PROVIDED DATA:
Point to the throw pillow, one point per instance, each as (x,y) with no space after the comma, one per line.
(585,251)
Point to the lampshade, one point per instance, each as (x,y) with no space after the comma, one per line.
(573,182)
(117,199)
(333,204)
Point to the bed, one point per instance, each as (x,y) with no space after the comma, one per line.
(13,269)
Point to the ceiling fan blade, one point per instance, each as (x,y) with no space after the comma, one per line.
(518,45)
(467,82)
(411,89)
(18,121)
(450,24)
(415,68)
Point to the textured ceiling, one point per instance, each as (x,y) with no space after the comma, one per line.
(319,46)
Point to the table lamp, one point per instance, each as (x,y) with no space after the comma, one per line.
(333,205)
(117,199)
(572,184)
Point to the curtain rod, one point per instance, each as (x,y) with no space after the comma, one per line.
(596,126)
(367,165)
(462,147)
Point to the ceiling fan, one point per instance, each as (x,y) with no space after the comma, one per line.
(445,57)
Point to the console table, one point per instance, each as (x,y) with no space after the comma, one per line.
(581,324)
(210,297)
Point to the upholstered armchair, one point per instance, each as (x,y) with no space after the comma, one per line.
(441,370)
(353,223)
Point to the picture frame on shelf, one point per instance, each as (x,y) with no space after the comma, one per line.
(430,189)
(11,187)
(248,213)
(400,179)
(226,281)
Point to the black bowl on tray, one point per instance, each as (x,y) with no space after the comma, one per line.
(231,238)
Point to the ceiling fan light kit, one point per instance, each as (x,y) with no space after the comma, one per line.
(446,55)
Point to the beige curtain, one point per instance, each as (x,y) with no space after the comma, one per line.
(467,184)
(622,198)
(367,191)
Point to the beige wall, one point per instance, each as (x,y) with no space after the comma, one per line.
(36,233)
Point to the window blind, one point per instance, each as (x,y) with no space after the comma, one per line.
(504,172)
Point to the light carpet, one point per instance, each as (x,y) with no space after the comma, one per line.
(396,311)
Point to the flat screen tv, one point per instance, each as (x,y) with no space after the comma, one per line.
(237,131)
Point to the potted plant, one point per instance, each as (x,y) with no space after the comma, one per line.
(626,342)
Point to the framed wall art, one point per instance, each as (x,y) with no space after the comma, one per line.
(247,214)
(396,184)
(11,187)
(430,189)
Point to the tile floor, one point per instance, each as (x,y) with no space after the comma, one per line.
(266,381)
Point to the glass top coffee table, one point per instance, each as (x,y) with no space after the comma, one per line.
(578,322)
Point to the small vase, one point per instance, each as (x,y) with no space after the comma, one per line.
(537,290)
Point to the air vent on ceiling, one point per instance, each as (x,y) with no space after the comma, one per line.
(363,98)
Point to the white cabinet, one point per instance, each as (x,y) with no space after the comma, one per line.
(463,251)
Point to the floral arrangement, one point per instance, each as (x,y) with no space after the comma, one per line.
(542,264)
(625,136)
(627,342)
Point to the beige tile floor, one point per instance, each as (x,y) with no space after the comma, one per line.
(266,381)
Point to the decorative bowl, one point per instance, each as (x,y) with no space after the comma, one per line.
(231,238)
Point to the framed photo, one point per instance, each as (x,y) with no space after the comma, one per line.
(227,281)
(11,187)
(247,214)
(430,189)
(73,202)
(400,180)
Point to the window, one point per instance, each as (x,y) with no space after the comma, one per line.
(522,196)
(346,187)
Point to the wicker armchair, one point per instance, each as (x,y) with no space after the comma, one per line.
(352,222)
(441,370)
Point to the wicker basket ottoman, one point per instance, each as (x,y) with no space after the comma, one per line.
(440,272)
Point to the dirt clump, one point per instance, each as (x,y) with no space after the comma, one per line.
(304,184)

WHAT IS REQUIRED: Starting with the line containing "Point to the wicker basket" and going on through the end of the data, write out every line again, multiplying each coordinate by 0.7 and rounding to whole numbers (halves round up). Leave all other text unchanged.

FULL RESPONSE:
Point to the wicker basket ottoman, one point per instance, each as (x,y) with no space after the comma, one per line.
(308,190)
Point to the dirt clump, one point per instance, each as (x,y) with no space after the comma, one per line.
(213,129)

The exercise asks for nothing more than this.